(Written task 1):
Write out the lines of the records below word for word, beginning at the line that has "Spot young boy. Reply like 252, 179, 293, 188" and stopping after the line that has "148, 0, 237, 134".

(Reading text):
Some
in the pro-Israel community are having a good chuckle at the feud that has
erupted between Jewish left-wingers in the past couple of weeks. But rather
than laughing, those who care not only about Israel but also the direction of
the conversation about Israel in the post-Oslo era and what it portends for the
future should be concerned.
The
exchange between the anti-Zionist Max Blumenthal and his antagonists among the
ranks of left-wingers who are often critical of Israel but defend its existence
shows how pointless much of the debate that has been carried on between the
left and the right about borders and settlements has been. As risible as the
arguments put forward by Blumenthal trashing Israelis as “non-indigenous” interlopers
in the Arab world who must be made to surrender their sovereignty, culture, and
homes may be, they represent the cutting edge of left-wing thought that has
come to dominate European discussions of the Middle East.
The
dustup centers on Goliath, a
new anti-Israel screed by Blumenthal, the son of Clinton administration figure
Sidney Blumenthal, published by Nation Books. But to Blumenthal’s chagrin, the
magazine (which is no stranger to anti-Zionist articles) allowed columnist Eric
Alterman to write about it in The Nation.
Alterman is himself a fierce and often obnoxious critic of Israel and defenders
of Israel, and has been a major promoter of the myth that the pro-Israel
community has been seeking to silence the Jewish state’s critics. Yet
Blumenthal’s book was so appalling that Alterman took it
apart in the magazine that spawned it. Calling it “The ‘I Hate Israel’
Handbook,” Alterman scored it for its frequent comparisons of the Jews with the
Nazis and its complete absence of any acknowledgement of the Muslim and Arab
war to destroy Israel. As Alterman wrote in a subsequent
blog post, “It is no exaggeration to say that this book could have been
published by the Hamas Book-of-the-Month Club (if it existed).”
To
give you a taste of how outrageous this book is, Blumenthal even has the nerve
to recount a conversation with Israeli author David Grossman who has been an
important figure in the peace movement in which he lectured the Israeli about
the need for the state to be dismantled and for its citizens to make their
peace with the need to rejoin the Diaspora rather than to cling to their homes.
Grossman responds to Blumenthal by walking out and telling him to tear up his
phone number. Blumenthal attributes Grossman’s reaction to Israeli myopia.
But
it gets better. As the Forward’s
J.J. Goldberg writes
in his own column on the dispute, Blumenthal appeared at a Philadelphia
event with the University of Pennsylvania’s Ian Lustick (whose recent
anti-Zionist diatribe in the New York Times
was
discussed here).
Almost
halfway through their 83-minute encounter (minute 34:00 on YouTube), Lustick
emotionally asks Blumenthal whether he believes, like Abraham at Sodom, that
there are enough “good people” in Israel to justify its continued existence —
or whether he’s calling for a mass “exodus,” the title of his last chapter, and
“the end of Jewish collective life in the land of Israel.”

(Written task 2):
Copy the passage from the article above on the Blumenthal feud word for word, beginning at the words "Grossman responds to" and stopping after "discussed here).".

(Information given):
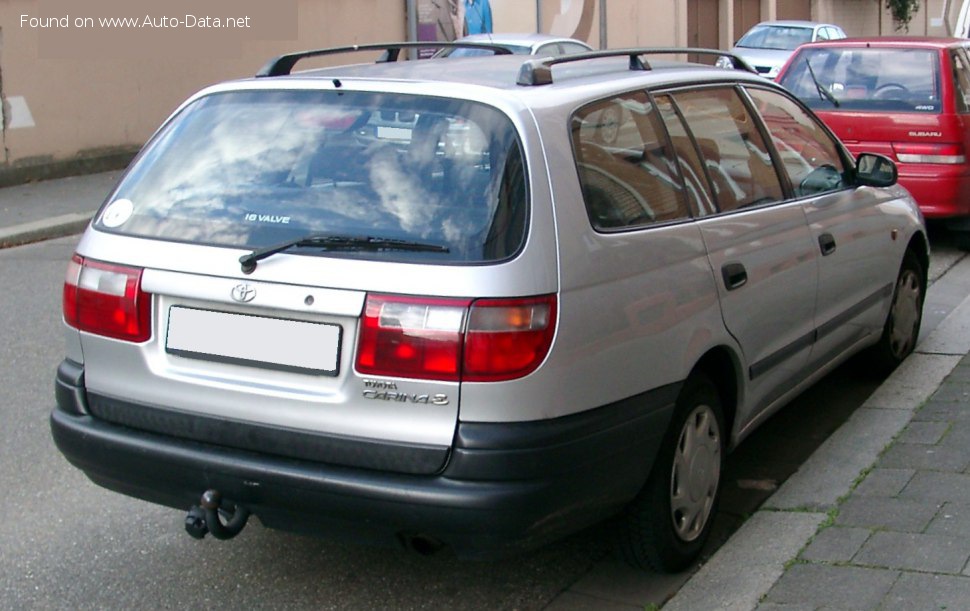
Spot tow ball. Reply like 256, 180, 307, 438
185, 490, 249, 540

---

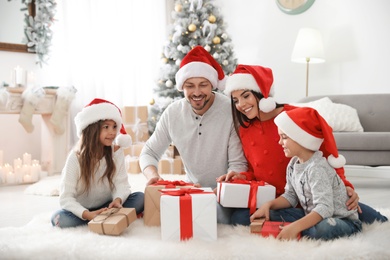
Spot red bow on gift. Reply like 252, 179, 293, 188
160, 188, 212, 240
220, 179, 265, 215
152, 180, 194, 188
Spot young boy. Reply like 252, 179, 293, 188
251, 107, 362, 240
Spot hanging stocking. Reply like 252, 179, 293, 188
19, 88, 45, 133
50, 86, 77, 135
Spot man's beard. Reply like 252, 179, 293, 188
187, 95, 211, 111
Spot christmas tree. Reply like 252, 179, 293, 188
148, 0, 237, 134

* * *

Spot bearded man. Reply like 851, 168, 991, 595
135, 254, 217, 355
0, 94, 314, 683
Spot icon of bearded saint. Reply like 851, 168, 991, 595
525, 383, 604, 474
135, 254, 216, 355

(Reply 1):
Spot young boy. Reply like 252, 179, 293, 188
251, 107, 362, 240
Spot hanging stocking. Reply like 252, 179, 293, 188
19, 88, 45, 133
50, 86, 77, 135
Spot man's beard. Reply like 252, 179, 293, 188
187, 95, 211, 111
Spot christmas tree. Reply like 252, 179, 293, 188
148, 0, 237, 134

(Reply 2):
Grossman responds to Blumenthal by walking out and telling him to tear up his
phone number. Blumenthal attributes Grossman’s reaction to Israeli myopia.
But
it gets better. As the Forward’s
J.J. Goldberg writes
in his own column on the dispute, Blumenthal appeared at a Philadelphia
event with the University of Pennsylvania’s Ian Lustick (whose recent
anti-Zionist diatribe in the New York Times
was
discussed here).